> **GIVEN TASK 1**: In the audio hooking write-up, which program's raw audio import was used to work out the correct audio format?
> **GIVEN TASK 2**: List each line of the listing that contains the word "glass".

After having hooked IAudioClient::GetCurrentPadding, IAudioRenderClient::GetBuffer and IAudioRenderClient::ReleaseBuffer I implemented some logic for each hook.
Here I just copy the pointer to IAudioClient to be able to use it later.
In this hook, I copy the IAudioRenderClient pointer and the data pointer so I know where it’s stored.
This is where my main logic takes place. At this point our buffer is filled and we get the number of frames written. We know the buffer location from the previous call to IAudioRenderClient::GetBuffer and thus can copy its content.
Copying the buffer
My first attempt was very basic, yet it did work. I simply wrote the buffer to a file with a fixed size. I used Audacity’s ability to import raw audio and ended up with some trial and error approach until I got the correct audio format. Because using a hardcoded size and guessing the format was not an option, I had two new
problems challenges to solve.
Since we know the number of frames written, I figured the actual buffer size had something to do with the number of channels and the bits per sample. So the format thing again. Sounded like killing two birds with one stone. I was sure I was very close to getting it working properly.

> **LISTING**:
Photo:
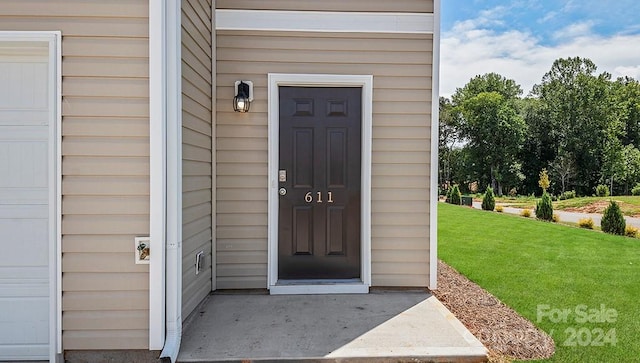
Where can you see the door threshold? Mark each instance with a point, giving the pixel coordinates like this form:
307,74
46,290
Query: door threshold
322,286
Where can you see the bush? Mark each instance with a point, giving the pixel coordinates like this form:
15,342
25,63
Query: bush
544,208
455,197
586,223
488,201
613,220
569,194
602,190
631,231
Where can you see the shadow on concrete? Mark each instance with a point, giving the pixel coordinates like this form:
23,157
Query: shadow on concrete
332,327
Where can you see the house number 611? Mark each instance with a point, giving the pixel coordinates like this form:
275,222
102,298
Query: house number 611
309,197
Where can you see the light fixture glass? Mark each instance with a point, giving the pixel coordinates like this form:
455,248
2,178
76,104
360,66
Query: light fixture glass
243,97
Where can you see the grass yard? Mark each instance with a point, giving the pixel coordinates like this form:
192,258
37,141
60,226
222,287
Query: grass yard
630,205
581,287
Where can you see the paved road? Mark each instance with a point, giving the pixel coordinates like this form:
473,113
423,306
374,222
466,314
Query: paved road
569,216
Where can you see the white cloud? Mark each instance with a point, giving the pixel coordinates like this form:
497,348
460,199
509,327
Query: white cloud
467,51
576,30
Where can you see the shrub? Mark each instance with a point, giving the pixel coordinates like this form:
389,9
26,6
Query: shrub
613,220
631,231
455,198
586,223
602,190
544,208
544,180
569,194
488,201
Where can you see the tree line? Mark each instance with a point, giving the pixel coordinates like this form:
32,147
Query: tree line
581,126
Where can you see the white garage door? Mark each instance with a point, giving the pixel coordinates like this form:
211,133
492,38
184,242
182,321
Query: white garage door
25,240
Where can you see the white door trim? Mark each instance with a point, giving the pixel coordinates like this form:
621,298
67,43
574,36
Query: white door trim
53,38
319,80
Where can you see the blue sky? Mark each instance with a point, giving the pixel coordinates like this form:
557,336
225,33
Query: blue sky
520,39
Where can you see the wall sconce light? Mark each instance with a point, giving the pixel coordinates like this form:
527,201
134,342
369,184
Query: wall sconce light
243,97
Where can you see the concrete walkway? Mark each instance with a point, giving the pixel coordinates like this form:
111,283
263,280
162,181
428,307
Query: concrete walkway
573,217
376,327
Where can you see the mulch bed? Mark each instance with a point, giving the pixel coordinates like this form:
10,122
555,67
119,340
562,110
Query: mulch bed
503,331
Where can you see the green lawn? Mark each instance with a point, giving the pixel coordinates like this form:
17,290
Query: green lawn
542,270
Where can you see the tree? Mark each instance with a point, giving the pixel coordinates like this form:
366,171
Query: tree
582,116
612,220
544,208
491,127
490,82
488,200
494,131
448,136
563,167
455,197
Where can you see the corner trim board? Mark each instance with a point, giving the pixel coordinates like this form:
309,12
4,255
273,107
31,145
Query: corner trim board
157,173
325,21
435,117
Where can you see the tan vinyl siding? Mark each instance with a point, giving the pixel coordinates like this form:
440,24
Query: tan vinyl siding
395,6
196,151
105,166
401,66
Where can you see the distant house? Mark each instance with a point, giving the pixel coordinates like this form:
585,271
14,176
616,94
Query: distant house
117,123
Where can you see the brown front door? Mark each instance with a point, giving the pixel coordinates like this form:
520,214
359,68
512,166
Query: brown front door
319,182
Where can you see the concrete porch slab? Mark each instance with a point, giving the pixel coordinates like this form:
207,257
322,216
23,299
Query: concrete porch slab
380,326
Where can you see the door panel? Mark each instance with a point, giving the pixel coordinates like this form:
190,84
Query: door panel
320,156
24,206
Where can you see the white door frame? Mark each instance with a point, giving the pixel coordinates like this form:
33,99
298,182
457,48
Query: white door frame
319,80
53,38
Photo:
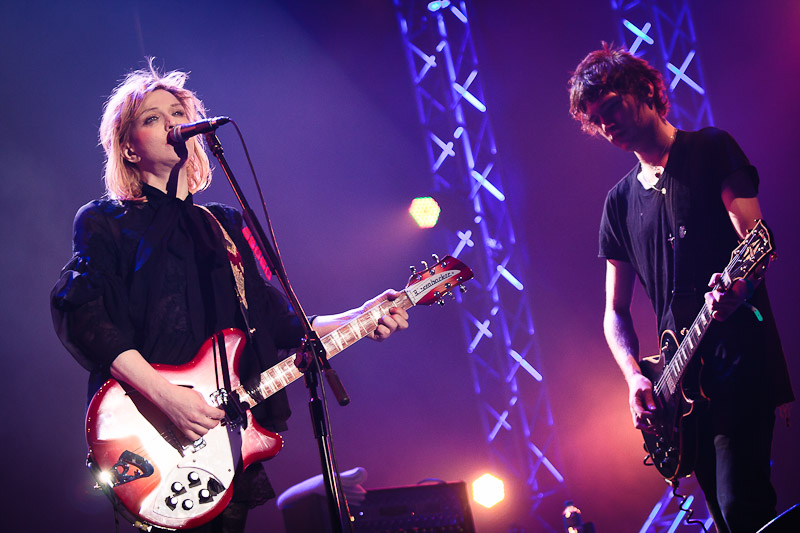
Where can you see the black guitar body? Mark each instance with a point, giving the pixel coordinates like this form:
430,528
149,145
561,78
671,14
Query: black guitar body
673,447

> **WRITTEN RESPONSE 1**: Audacity

> **WRITTEN RESPONSE 2**:
Where can you see the light fixture glass? Mark each instance with a point, giving the pixel coordinates like this form:
Query: light fixture glass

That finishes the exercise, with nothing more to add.